Please retype only the lines below that run from the one containing "M178 141L93 236L140 285L210 190Z" through the last line, both included, without altering a word.

Stored data entries

= Beginning of Section =

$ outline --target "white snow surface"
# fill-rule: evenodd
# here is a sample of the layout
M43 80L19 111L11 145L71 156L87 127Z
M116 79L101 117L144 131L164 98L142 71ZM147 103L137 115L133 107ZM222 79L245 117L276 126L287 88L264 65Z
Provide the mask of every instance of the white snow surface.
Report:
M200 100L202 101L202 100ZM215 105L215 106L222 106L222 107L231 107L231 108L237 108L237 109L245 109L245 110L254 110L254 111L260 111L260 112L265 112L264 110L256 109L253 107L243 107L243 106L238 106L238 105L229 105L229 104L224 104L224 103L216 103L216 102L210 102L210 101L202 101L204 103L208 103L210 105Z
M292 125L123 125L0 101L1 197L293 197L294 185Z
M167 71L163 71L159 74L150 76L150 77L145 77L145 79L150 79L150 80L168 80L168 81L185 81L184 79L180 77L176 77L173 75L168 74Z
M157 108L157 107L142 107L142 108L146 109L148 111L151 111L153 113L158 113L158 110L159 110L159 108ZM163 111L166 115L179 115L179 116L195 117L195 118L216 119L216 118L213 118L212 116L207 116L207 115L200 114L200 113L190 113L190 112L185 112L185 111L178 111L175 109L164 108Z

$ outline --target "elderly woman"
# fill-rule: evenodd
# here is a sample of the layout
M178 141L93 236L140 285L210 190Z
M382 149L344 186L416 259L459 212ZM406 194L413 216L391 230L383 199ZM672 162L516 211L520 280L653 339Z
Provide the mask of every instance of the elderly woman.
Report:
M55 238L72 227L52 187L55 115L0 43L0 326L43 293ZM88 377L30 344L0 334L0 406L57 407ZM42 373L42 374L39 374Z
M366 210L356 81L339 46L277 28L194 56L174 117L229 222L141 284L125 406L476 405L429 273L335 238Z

= End of Section =

* [TASK RESULT]:
M178 141L93 236L140 285L210 190Z
M382 149L344 186L416 259L459 212ZM406 194L413 216L391 230L383 199ZM672 162L516 211L520 280L653 339Z
Provide the mask of every instance of the elderly woman.
Report:
M55 238L72 227L52 187L55 115L0 43L0 326L43 293ZM88 377L30 344L0 334L0 406L57 407ZM42 373L42 374L39 374Z
M366 210L356 81L339 46L277 28L194 56L174 117L229 222L141 284L125 406L476 405L429 273L335 238Z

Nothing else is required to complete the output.